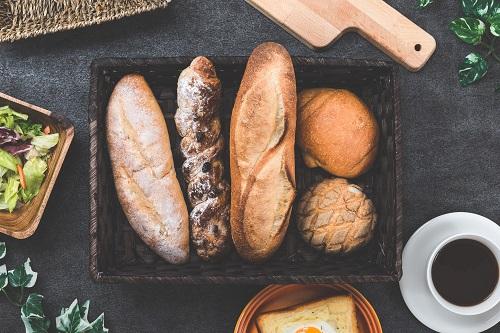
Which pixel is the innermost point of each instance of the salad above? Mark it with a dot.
(25, 148)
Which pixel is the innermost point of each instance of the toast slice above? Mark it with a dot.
(335, 314)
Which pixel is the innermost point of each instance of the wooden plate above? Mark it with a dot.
(276, 297)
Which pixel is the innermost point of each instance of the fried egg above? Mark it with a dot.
(311, 327)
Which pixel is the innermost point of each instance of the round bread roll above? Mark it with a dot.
(336, 217)
(336, 131)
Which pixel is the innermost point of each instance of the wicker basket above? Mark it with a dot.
(28, 18)
(117, 254)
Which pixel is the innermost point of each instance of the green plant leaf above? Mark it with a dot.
(3, 250)
(84, 310)
(32, 315)
(23, 276)
(70, 320)
(33, 306)
(36, 325)
(495, 24)
(480, 8)
(468, 29)
(97, 326)
(424, 3)
(4, 277)
(472, 69)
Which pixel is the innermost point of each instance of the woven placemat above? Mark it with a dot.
(28, 18)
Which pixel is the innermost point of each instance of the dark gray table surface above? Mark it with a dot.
(451, 160)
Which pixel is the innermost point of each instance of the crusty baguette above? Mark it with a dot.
(337, 313)
(198, 123)
(143, 169)
(262, 153)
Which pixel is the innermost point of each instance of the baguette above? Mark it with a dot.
(198, 123)
(262, 157)
(143, 170)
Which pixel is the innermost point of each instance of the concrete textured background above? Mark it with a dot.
(450, 140)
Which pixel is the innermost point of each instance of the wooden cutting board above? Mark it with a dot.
(319, 23)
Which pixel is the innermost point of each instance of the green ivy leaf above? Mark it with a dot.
(480, 8)
(36, 325)
(84, 310)
(3, 250)
(98, 325)
(472, 69)
(469, 30)
(23, 276)
(4, 277)
(32, 315)
(70, 320)
(495, 24)
(424, 3)
(33, 306)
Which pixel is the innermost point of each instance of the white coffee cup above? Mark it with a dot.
(482, 307)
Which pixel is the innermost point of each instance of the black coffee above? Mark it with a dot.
(465, 272)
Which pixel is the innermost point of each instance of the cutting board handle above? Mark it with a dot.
(392, 32)
(318, 23)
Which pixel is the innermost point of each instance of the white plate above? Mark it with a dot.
(413, 284)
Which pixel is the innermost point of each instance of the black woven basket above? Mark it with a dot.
(117, 254)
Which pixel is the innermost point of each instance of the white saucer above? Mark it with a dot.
(413, 284)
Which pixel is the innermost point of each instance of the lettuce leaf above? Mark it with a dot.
(28, 130)
(34, 173)
(8, 117)
(10, 196)
(44, 142)
(8, 161)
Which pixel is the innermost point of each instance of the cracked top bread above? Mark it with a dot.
(143, 169)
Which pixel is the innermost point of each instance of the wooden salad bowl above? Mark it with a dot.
(23, 222)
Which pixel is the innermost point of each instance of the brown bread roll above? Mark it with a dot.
(198, 123)
(336, 131)
(143, 169)
(262, 153)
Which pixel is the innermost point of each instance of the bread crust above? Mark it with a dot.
(262, 157)
(198, 123)
(143, 169)
(336, 131)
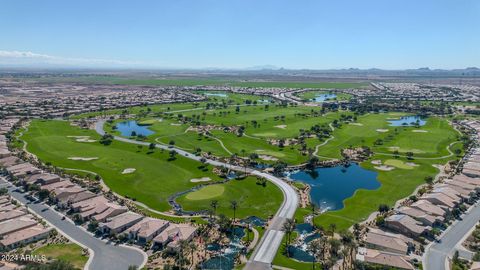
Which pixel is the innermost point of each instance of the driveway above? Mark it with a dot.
(102, 255)
(436, 254)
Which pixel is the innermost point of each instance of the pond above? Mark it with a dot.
(331, 186)
(408, 121)
(216, 94)
(324, 97)
(128, 127)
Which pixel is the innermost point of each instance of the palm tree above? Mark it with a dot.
(183, 244)
(234, 206)
(288, 227)
(314, 247)
(214, 205)
(192, 247)
(332, 228)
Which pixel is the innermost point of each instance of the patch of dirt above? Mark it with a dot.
(203, 179)
(128, 170)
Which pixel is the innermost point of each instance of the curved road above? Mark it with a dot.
(264, 253)
(436, 254)
(102, 255)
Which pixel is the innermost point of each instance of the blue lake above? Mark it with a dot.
(324, 97)
(331, 186)
(126, 128)
(408, 121)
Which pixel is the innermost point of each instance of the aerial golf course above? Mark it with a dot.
(403, 155)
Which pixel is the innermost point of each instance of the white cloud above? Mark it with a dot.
(25, 58)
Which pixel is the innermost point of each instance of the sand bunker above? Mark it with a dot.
(83, 158)
(128, 170)
(267, 158)
(203, 179)
(384, 168)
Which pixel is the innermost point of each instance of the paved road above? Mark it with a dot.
(264, 253)
(436, 254)
(104, 256)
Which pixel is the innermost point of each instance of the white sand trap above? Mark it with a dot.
(267, 158)
(128, 170)
(203, 179)
(376, 162)
(83, 158)
(384, 168)
(412, 164)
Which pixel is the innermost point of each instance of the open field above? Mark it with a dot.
(253, 199)
(199, 81)
(66, 252)
(308, 95)
(147, 184)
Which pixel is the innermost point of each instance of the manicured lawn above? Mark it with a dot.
(154, 179)
(253, 199)
(398, 164)
(205, 193)
(309, 95)
(66, 252)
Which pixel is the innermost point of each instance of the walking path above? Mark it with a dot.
(264, 253)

> Task instructions
Copy the listing above word for word, leaving out the pictures.

> Answer to the task
Which pixel is the innermost point of each instance of the salad above? Mark it with a dot.
(25, 148)
Which pixel is the innermost point of each instance of the toast slice above? Mark it with a dot.
(335, 314)
Which pixel is the innermost point of each instance of the wooden plate above? Mark it with a dot.
(276, 297)
Which pixel is the innermost point of each instance of the fried egg above? Mark it with a dot.
(311, 327)
Which pixel is the innermost point of each instance of the round bread roll above? Mark it with a dot.
(336, 217)
(336, 131)
Which pixel is the innermost point of each instance of the wicker basket above? Mark it with a dot.
(28, 18)
(117, 254)
Which pixel is the innermost point of each instance of the green plant leaf above? Mark it with a dot.
(3, 250)
(84, 310)
(32, 315)
(23, 276)
(70, 320)
(33, 306)
(36, 325)
(495, 24)
(480, 8)
(468, 29)
(97, 326)
(424, 3)
(4, 277)
(472, 69)
Which pixel is the innermost point of each instance of the woven placemat above? Mark it with a dot.
(28, 18)
Which pixel is the innermost point of each instance of the dark gray table surface above? Mark it with a dot.
(451, 160)
Which pixel is the innermost point of each instance of the crusty baguette above? Mark it with a dot.
(337, 313)
(198, 123)
(143, 169)
(262, 153)
Which pixel is the innermost point of each instance of the baguette above? Mark it with a dot.
(198, 123)
(262, 157)
(143, 170)
Which pixel is the innermost point of each instance of the concrete textured background above? Mark it with a dot.
(450, 140)
Which pixel is the innermost point of each instance of the wooden cutting board above? Mark it with a dot.
(319, 23)
Which pixel is the innermost point of each instance of the green ivy leaf above? Mark it with a dot.
(480, 8)
(36, 325)
(84, 310)
(3, 250)
(98, 325)
(472, 69)
(469, 30)
(23, 276)
(4, 277)
(32, 315)
(70, 320)
(495, 24)
(424, 3)
(33, 306)
Which pixel is the innermost point of each instance of the white coffee cup above? Mark it with a dot.
(482, 307)
Which pixel is the innermost point of each instance of the black coffee above? Mark it with a dot.
(465, 272)
Which pixel is the innermost point of each instance of the cutting board handle above? Mark it with a dot.
(392, 32)
(318, 23)
Which pixel is the innermost point of each instance of the white plate above? Mark it with a dot.
(413, 284)
Which pixel is the innermost point of each instance of the black woven basket above? Mark it with a dot.
(117, 254)
Which pixel is the innermost point of each instance of the white saucer above? Mark it with a dot.
(413, 284)
Which pixel is the innermost point of each instance of the lettuce leaf above? Mark it with a dot.
(28, 130)
(34, 173)
(8, 117)
(10, 196)
(44, 142)
(8, 161)
Which pixel is the innermost point of each instance of the cracked top bread above? Mark it with a dot.
(143, 169)
Which pixel is the innermost point of each instance of the wooden salad bowl above? Mark it with a dot.
(23, 222)
Which pixel is the innermost point of each instance of the brown bread roll above? Mark it with a dot.
(198, 123)
(336, 131)
(143, 169)
(262, 153)
Which pixel is the innermost point of each instance of the bread crust above? Mark it with a dot.
(262, 157)
(198, 123)
(143, 169)
(336, 131)
Which pixel is the innermost point of each instance of the driveway above? Mark it with a dot.
(102, 255)
(436, 254)
Which pixel is the innermost point of each instance of the pond above? Mark it with a dot.
(331, 186)
(408, 121)
(216, 94)
(324, 97)
(128, 127)
Which pixel is the innermost point of each instance of the palm tree above? Mark it with a dot.
(183, 244)
(234, 206)
(288, 227)
(314, 247)
(214, 205)
(192, 247)
(332, 228)
Which pixel is the innermost point of each instance of the patch of dirt above? Mark it with a dot.
(203, 179)
(128, 170)
Which pixel is the innermost point of each instance of the curved road above? Mark it with a dot.
(264, 253)
(436, 254)
(102, 255)
Which pixel is the innermost point of each instance of the blue lake above? Mark it with a dot.
(324, 97)
(331, 186)
(126, 128)
(408, 121)
Which pixel is the innermost point of each instance of the aerial golf course above? Mark it with a dot.
(403, 155)
Which pixel is the innermost point of each instance of the white cloud above? Mark it with a dot.
(25, 58)
Which pixel is the innermost point of each instance of the sand bunker above? Mark it with a dot.
(83, 158)
(128, 170)
(267, 158)
(203, 179)
(384, 168)
Which pixel is the innermost point of each instance of the paved road above? Mark it with a dot.
(264, 253)
(436, 254)
(104, 256)
Which pixel is the innermost point of each instance of the white sand trap above? Mark it with a dot.
(267, 158)
(128, 170)
(203, 179)
(376, 162)
(83, 158)
(384, 168)
(412, 164)
Which pixel is the innermost point of each instance of the open field above? Mark it with a dot.
(253, 199)
(199, 81)
(66, 252)
(308, 95)
(147, 184)
Which pixel is the innermost point of each instance of the manicured lawn above? Mark it with a dot.
(154, 179)
(253, 199)
(398, 164)
(205, 193)
(309, 95)
(66, 252)
Which pixel is the innermost point of each instance of the walking path above? Mark it with a dot.
(264, 253)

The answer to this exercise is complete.